→ **Directions for this task**
This exercise calls for an exact transcription. Set down every record below.

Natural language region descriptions
——
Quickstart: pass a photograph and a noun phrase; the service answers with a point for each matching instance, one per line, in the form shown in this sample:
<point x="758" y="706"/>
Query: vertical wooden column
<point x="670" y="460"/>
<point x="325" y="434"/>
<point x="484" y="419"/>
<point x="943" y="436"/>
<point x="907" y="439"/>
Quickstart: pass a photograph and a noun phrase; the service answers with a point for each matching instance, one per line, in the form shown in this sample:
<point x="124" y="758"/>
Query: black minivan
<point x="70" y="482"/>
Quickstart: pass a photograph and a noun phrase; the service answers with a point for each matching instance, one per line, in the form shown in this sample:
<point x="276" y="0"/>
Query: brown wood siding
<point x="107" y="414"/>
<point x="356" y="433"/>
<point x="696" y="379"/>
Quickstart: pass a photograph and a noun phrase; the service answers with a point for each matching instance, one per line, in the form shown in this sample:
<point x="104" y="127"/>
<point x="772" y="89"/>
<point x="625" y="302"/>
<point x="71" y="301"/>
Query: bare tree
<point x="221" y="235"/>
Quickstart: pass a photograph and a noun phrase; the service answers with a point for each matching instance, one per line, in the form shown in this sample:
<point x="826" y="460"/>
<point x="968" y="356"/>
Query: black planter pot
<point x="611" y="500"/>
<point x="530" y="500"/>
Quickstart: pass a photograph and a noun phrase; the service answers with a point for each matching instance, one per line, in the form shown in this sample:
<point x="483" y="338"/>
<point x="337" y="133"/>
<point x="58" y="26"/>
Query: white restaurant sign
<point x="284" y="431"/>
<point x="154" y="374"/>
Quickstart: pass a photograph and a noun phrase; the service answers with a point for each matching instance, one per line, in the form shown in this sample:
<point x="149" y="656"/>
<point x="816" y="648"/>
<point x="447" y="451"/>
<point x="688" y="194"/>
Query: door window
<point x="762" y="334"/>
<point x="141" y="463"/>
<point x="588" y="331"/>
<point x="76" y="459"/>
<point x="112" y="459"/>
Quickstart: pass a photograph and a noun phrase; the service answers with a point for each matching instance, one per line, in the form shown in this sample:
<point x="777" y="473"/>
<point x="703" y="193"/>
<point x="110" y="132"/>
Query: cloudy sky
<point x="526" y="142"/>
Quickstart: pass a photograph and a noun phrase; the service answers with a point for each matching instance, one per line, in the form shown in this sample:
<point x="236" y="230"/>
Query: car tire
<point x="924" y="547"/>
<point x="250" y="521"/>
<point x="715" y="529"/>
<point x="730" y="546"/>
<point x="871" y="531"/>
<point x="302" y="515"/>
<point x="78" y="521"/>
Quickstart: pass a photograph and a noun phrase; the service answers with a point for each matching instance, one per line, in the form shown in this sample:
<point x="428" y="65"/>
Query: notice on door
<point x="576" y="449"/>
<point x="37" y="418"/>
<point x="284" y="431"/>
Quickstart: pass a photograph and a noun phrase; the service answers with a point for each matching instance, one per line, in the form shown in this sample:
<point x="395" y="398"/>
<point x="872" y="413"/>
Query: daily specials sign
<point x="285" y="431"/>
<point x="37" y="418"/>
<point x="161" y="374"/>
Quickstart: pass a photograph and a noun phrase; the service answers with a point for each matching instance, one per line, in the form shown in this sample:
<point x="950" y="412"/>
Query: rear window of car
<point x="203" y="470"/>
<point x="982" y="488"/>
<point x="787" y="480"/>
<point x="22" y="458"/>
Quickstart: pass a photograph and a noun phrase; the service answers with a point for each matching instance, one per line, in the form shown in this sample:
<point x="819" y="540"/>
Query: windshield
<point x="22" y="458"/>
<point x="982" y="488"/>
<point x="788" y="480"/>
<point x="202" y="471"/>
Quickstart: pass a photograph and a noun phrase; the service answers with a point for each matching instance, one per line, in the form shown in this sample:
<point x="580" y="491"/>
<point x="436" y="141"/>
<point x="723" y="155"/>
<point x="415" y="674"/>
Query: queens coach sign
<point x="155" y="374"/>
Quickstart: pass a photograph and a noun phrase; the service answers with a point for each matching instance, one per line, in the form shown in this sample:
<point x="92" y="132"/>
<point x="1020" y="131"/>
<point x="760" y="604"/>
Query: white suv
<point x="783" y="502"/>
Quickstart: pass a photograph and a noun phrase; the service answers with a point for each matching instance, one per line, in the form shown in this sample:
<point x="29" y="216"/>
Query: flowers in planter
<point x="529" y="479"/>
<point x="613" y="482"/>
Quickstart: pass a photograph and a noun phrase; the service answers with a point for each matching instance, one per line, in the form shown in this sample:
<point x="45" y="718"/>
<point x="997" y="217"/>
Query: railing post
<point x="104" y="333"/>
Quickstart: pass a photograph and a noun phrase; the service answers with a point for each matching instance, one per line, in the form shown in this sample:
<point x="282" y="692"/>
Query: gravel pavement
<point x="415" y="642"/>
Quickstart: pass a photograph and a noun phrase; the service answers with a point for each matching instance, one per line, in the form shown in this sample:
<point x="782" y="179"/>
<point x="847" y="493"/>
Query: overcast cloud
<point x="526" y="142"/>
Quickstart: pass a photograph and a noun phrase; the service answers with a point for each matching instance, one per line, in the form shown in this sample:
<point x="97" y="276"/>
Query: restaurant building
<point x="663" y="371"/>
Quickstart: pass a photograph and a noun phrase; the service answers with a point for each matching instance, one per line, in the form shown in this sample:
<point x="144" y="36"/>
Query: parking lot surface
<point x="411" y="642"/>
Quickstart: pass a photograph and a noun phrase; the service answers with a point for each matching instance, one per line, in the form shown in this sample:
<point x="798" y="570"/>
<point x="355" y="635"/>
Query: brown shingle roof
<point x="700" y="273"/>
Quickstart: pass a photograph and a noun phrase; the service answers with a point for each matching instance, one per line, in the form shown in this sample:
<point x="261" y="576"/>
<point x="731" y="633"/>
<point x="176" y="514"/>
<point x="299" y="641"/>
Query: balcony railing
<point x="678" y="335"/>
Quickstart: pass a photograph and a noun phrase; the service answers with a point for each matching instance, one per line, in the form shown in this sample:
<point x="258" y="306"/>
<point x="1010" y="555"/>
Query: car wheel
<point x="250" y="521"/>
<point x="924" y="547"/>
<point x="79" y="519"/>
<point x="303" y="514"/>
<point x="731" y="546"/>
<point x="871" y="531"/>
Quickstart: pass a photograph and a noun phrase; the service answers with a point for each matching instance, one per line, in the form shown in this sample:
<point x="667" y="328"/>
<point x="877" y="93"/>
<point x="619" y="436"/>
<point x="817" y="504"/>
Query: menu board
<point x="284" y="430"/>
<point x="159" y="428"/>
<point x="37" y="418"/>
——
→ **Response to the exercise**
Quickstart: pass a photograph and a noun phrase; the service answers with a point for each matching instance, one per line, in the form shown in this sample:
<point x="758" y="706"/>
Query: vertical wooden column
<point x="670" y="460"/>
<point x="325" y="434"/>
<point x="484" y="419"/>
<point x="943" y="436"/>
<point x="907" y="439"/>
Quickstart: pass a photograph and a noun phrase; the service answers with a point for each matching instance, one per line, in the form shown in this sample:
<point x="124" y="758"/>
Query: black minivan
<point x="70" y="482"/>
Quickstart: pass a photograph and a noun phrase; the service answers with a point for each matching instance, one per line, in the form shown in this sample:
<point x="276" y="0"/>
Query: brown wood siding
<point x="107" y="414"/>
<point x="356" y="433"/>
<point x="696" y="379"/>
Quickstart: pass a photograph and a noun phrase; the service answers with a point for each matching instance, one per line, in the form shown in this sample:
<point x="104" y="127"/>
<point x="772" y="89"/>
<point x="625" y="302"/>
<point x="71" y="301"/>
Query: bare tree
<point x="221" y="235"/>
Quickstart: pass a photograph and a noun phrase; the service answers with a point for each matching instance, one per line, in the form shown in this sample:
<point x="826" y="460"/>
<point x="968" y="356"/>
Query: black planter pot
<point x="611" y="500"/>
<point x="530" y="500"/>
Quickstart: pass a photograph and a noun phrase; the service answers with a point for each matching instance, one per line, in the form shown in this sample:
<point x="483" y="338"/>
<point x="337" y="133"/>
<point x="58" y="26"/>
Query: white restaurant sign
<point x="284" y="431"/>
<point x="154" y="374"/>
Quickstart: pass a photograph and a noun phrase; the service answers with a point for each matching instance, one per line, in the form shown in this sample:
<point x="149" y="656"/>
<point x="816" y="648"/>
<point x="447" y="451"/>
<point x="688" y="194"/>
Query: door window
<point x="762" y="334"/>
<point x="141" y="463"/>
<point x="588" y="331"/>
<point x="76" y="459"/>
<point x="112" y="459"/>
Quickstart: pass a photograph and a noun phrase; the service answers with a point for each matching instance, one per line, in the form shown in this sample:
<point x="777" y="473"/>
<point x="703" y="193"/>
<point x="110" y="132"/>
Query: cloudy sky
<point x="526" y="142"/>
Quickstart: pass a photograph and a noun phrase; the service answers with a point for each matching instance, one per line, in the form shown in this sample:
<point x="236" y="230"/>
Query: car tire
<point x="924" y="547"/>
<point x="250" y="521"/>
<point x="715" y="529"/>
<point x="730" y="546"/>
<point x="871" y="531"/>
<point x="302" y="515"/>
<point x="78" y="521"/>
Quickstart: pass a photograph and a noun phrase; the service answers with a point for each matching instance, one per line, in the form shown in this sample:
<point x="428" y="65"/>
Query: notice on door
<point x="576" y="449"/>
<point x="37" y="418"/>
<point x="284" y="431"/>
Quickstart: pass a photograph and a noun phrase; the service answers with a point for each matching instance, one per line, in the form shown in this sample:
<point x="395" y="398"/>
<point x="872" y="413"/>
Query: daily specials sign
<point x="285" y="431"/>
<point x="37" y="418"/>
<point x="161" y="374"/>
Quickstart: pass a photograph and a noun phrase; the service answers with a point for each matching instance, one per line, in the form shown in this sample:
<point x="950" y="412"/>
Query: rear window of car
<point x="203" y="470"/>
<point x="982" y="488"/>
<point x="787" y="480"/>
<point x="22" y="458"/>
Quickstart: pass a photograph and a noun phrase; the service answers with a point for each matching instance, one per line, in the form shown in this sample:
<point x="819" y="540"/>
Query: windshield
<point x="22" y="458"/>
<point x="982" y="488"/>
<point x="788" y="480"/>
<point x="202" y="471"/>
Quickstart: pass a photograph and a noun phrase; the service answers with a point for each matching instance, one per line, in the form shown in this sample:
<point x="580" y="491"/>
<point x="436" y="141"/>
<point x="723" y="155"/>
<point x="415" y="674"/>
Query: queens coach sign
<point x="155" y="374"/>
Quickstart: pass a photograph and a noun phrase; the service answers with a point for each matching instance, one per line, in the form shown in this sample:
<point x="92" y="132"/>
<point x="1020" y="131"/>
<point x="760" y="604"/>
Query: white suv
<point x="783" y="502"/>
Quickstart: pass a photograph and a noun phrase; the service answers with a point for each matching instance, one per line, in the form shown in this sample:
<point x="29" y="216"/>
Query: flowers in planter
<point x="529" y="479"/>
<point x="613" y="482"/>
Quickstart: pass a photograph and a noun phrase; the service answers with a point for each matching instance, one per line, in the form shown in this sample:
<point x="45" y="718"/>
<point x="997" y="217"/>
Query: railing post
<point x="104" y="333"/>
Quickstart: pass a photograph and a noun phrase; the service answers with a point for each matching instance, one per line, in the form shown in this sample:
<point x="282" y="692"/>
Query: gravel pavement
<point x="415" y="642"/>
Quickstart: pass a photograph and a noun phrase; the service answers with a point for each matching instance, one per line, in the form shown in this sample:
<point x="782" y="179"/>
<point x="847" y="493"/>
Query: overcast cloud
<point x="526" y="142"/>
Quickstart: pass a photograph and a noun phrase; the service answers with a point for each matching instance, one per line, in the form shown in this sample:
<point x="97" y="276"/>
Query: restaurant building
<point x="663" y="371"/>
Quickstart: pass a photograph and a noun phrase; the service answers with a point for each matching instance, one per line, in the form shown in this sample:
<point x="144" y="36"/>
Query: parking lot surface
<point x="411" y="642"/>
Quickstart: pass a photograph and a noun phrase; the service answers with a point for each matching instance, one per line, in the form shown in this sample:
<point x="798" y="570"/>
<point x="355" y="635"/>
Query: brown shingle roof
<point x="700" y="273"/>
Quickstart: pass a photograph and a noun phrase; the service answers with a point for each matching instance, one per line, in the form shown in this sample:
<point x="261" y="576"/>
<point x="731" y="633"/>
<point x="176" y="514"/>
<point x="299" y="641"/>
Query: balcony railing
<point x="678" y="335"/>
Quickstart: pass a photograph and a noun phrase; the service answers with a point for each matching instance, one per line, in the form shown in this sample:
<point x="258" y="306"/>
<point x="1010" y="555"/>
Query: car wheel
<point x="250" y="521"/>
<point x="924" y="547"/>
<point x="79" y="519"/>
<point x="303" y="514"/>
<point x="731" y="546"/>
<point x="871" y="531"/>
Quickstart: pass a photograph and a noun phrase; the service answers with a point for each matching instance, one per line, in the form shown in this sample:
<point x="667" y="328"/>
<point x="877" y="93"/>
<point x="619" y="436"/>
<point x="817" y="504"/>
Query: menu board
<point x="284" y="430"/>
<point x="159" y="428"/>
<point x="37" y="418"/>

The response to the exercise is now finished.